#### WHAT THE TASK REQUIRES:
In the copy, keep every line below as it is and leave out the pictures.

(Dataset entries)
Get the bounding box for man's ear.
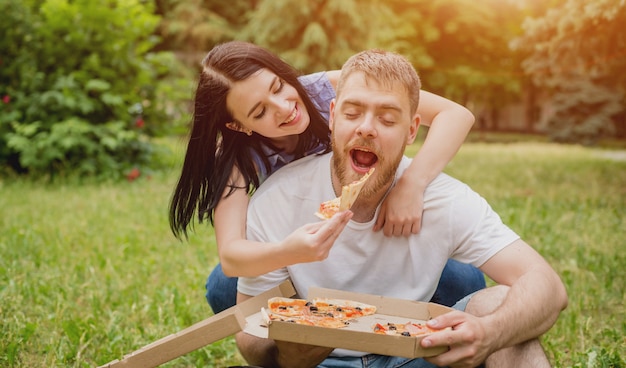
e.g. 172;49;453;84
328;99;336;132
407;113;420;145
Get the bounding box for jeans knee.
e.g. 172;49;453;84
465;285;510;316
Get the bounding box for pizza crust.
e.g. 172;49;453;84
315;168;375;220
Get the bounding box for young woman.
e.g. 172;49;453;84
169;41;485;313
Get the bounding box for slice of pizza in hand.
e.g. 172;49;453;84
315;168;375;220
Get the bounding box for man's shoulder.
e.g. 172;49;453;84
397;156;470;195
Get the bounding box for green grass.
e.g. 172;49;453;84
1;137;625;367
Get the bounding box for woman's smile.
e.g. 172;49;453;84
280;104;301;127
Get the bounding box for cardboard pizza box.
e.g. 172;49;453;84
244;286;454;359
99;281;454;367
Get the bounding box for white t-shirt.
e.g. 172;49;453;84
239;153;519;303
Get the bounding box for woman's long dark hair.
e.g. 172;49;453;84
169;41;331;239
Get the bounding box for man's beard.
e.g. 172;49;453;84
331;139;405;199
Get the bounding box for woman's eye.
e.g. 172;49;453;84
253;108;266;119
274;79;284;94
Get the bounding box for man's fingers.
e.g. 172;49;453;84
427;311;465;330
421;311;468;348
373;205;387;232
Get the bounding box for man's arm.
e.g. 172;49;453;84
477;239;568;343
421;239;567;366
235;292;334;368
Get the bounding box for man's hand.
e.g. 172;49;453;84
280;211;352;264
421;311;495;368
374;179;423;236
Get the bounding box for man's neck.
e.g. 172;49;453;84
350;199;381;223
330;168;392;223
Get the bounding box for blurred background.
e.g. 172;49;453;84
1;1;625;367
1;0;624;179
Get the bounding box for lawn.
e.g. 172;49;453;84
1;137;624;367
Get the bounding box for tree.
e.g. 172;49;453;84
239;0;381;72
512;0;626;143
319;0;531;133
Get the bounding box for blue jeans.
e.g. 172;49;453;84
205;259;485;314
318;354;437;368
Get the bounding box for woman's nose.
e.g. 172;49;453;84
270;97;290;120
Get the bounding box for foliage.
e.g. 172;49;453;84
383;0;524;109
512;0;626;143
153;0;256;68
155;0;241;52
145;0;626;143
0;139;624;366
240;0;378;73
0;0;191;179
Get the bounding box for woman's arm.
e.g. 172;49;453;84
216;167;352;277
374;90;475;236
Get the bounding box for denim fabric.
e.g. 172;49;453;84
205;263;238;314
317;354;438;368
428;259;485;307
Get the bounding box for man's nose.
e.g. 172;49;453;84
356;114;377;138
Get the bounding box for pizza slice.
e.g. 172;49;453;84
262;297;378;329
262;307;350;328
266;297;311;318
373;321;439;337
310;298;377;319
315;168;375;220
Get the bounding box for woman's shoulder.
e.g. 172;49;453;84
298;72;335;121
298;72;334;95
255;154;330;196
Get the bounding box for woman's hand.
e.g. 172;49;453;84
280;211;353;263
374;177;424;237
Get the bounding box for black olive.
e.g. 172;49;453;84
309;306;318;312
401;332;411;337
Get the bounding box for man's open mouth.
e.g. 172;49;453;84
350;148;378;170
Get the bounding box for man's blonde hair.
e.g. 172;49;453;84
336;49;421;115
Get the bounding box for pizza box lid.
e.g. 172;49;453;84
98;280;297;368
244;286;454;359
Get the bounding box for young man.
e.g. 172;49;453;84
235;49;568;368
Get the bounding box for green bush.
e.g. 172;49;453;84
0;0;191;179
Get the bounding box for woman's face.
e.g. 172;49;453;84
226;69;311;141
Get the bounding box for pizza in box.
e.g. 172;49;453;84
262;296;440;337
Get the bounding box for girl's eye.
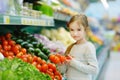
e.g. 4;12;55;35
78;29;81;31
70;29;74;31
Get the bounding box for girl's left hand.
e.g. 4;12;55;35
65;55;73;64
66;55;73;60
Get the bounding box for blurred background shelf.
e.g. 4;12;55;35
0;14;54;26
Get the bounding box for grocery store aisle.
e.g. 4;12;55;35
104;51;120;80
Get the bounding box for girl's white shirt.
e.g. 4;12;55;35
66;41;99;80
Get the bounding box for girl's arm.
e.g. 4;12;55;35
69;44;99;74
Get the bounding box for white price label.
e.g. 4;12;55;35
48;21;51;26
4;16;10;24
29;19;32;25
39;20;46;26
21;18;27;25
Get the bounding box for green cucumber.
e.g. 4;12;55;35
38;51;48;61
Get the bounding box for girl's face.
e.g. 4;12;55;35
69;21;86;41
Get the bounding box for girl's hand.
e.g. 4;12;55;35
66;55;73;60
65;55;73;64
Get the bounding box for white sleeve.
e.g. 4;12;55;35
57;64;68;74
69;44;99;74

#### TASK ANSWER:
Get the bounding box for man's ear.
e.g. 172;49;453;84
328;99;336;132
407;113;420;145
Get the bounding box for jeans knee.
e.g. 172;49;453;84
465;285;510;316
Get the bounding box for pizza crust.
e.g. 172;49;453;84
315;168;375;220
Get the bounding box for young woman.
e.g. 172;49;453;84
169;41;485;313
Get the bounding box for slice of pizza in hand.
e.g. 172;49;453;84
315;168;375;220
Get the bounding box for man's shoulder.
e.g. 172;49;453;84
397;156;470;195
Get the bounding box for green grass.
e.g. 172;49;453;84
1;137;625;367
Get the bounding box for woman's smile.
e.g. 172;49;453;84
280;104;301;127
Get the bounding box for cardboard pizza box.
e.g. 172;49;453;84
244;286;454;359
99;281;454;367
Get the bounding box for white t-shirt.
e.g. 172;49;453;84
239;153;519;303
Get the bounding box for woman's long dark hair.
e.g. 172;49;453;84
169;41;331;239
Get the bounding box for man's beard.
e.g. 172;49;453;84
331;139;405;199
Get the bounding box for woman's eye.
e.g. 172;49;453;84
253;108;266;119
274;79;284;94
Get the bounding box for man's fingers.
e.g. 172;49;453;84
427;311;465;330
421;311;468;348
373;205;387;232
Get the bounding box for man's arm.
e.g. 172;49;453;84
477;239;568;343
421;239;567;366
235;292;334;368
Get the bounding box for man's hand.
e.g. 172;49;453;84
280;211;352;264
421;311;495;368
374;179;423;236
Get the bounding box for man's neck.
e.g. 172;49;453;84
350;199;381;223
330;168;392;223
Get the bounding box for blurred background.
e.g. 172;49;453;84
1;1;625;367
1;0;624;179
Get the bounding box for lawn.
e.g. 172;49;453;84
1;137;624;367
Get the bounding box for tree.
e.g. 172;49;453;84
239;0;381;72
512;0;626;143
319;0;531;133
Get the bounding box for blue jeans.
e.g. 172;49;453;84
205;259;485;314
318;354;437;368
Get the bounding box for woman's nose.
e.g. 172;49;453;84
270;97;290;120
Get the bounding box for foliage.
e.g. 172;49;453;84
383;0;524;109
512;0;626;143
153;0;256;68
155;0;241;52
145;0;626;143
0;139;624;366
240;0;378;73
0;0;191;179
Get the bounding box for woman's arm.
e.g. 172;49;453;84
216;167;352;277
374;90;475;236
Get the bounding box for denim fabric.
e.g. 172;49;453;84
205;263;238;314
317;354;438;368
428;259;485;307
Get the bounding box for man's nose.
e.g. 172;49;453;84
356;114;377;138
Get the bounding box for pizza slice.
e.g. 172;49;453;84
262;297;378;329
262;307;350;328
266;297;311;318
373;321;439;337
310;298;377;319
315;168;375;220
Get the bounding box for woman's shoulder.
e.g. 172;49;453;84
298;72;335;121
298;72;334;95
255;154;330;196
Get the bounding box for woman's hand.
e.g. 172;49;453;84
280;211;353;263
374;177;424;237
Get the bounding box for black olive.
e.g. 172;49;453;84
309;306;318;312
401;332;411;337
Get the bounding box for man's open mouth.
e.g. 172;49;453;84
350;148;378;170
Get the bounding box for man's blonde hair.
e.g. 172;49;453;84
336;49;421;115
Get the bounding box for pizza box lid.
e.g. 172;49;453;84
98;280;297;368
244;286;454;359
Get the bounding box for young man.
e.g. 172;49;453;84
235;49;568;368
Get the bounding box for green bush.
e.g. 172;49;453;84
0;0;191;179
Get the bounding box for woman's face.
e.g. 172;49;453;84
226;69;311;141
Get the bounding box for pizza in box.
e.g. 172;49;453;84
262;296;440;337
Get the bounding box for girl's eye.
e.g. 4;12;55;35
78;29;81;31
70;29;74;31
Get the bounding box for girl's left hand.
e.g. 4;12;55;35
65;55;73;64
66;55;73;60
Get the bounding box for blurred background shelf.
e.g. 4;12;55;35
0;14;54;26
Get the bounding box for grocery store aisle.
e.g. 4;12;55;35
104;51;120;80
Get the bounding box for girl's white shirt.
e.g. 4;12;55;35
66;41;99;80
Get the bounding box for girl's arm.
e.g. 4;12;55;35
69;44;99;74
Get the bounding box for white price label.
e.g. 4;12;55;35
48;21;51;26
4;16;10;24
29;19;32;25
39;20;46;26
21;18;27;25
Get the bounding box for green cucumber.
e.g. 4;12;55;35
38;51;48;61
Get the bounding box for girl's face.
e.g. 4;12;55;35
69;21;86;41
Get the bounding box for girl's hand.
e.g. 4;12;55;35
66;55;73;60
65;55;73;64
Get the bounding box for white sleeve.
e.g. 4;12;55;35
57;64;68;74
69;44;99;74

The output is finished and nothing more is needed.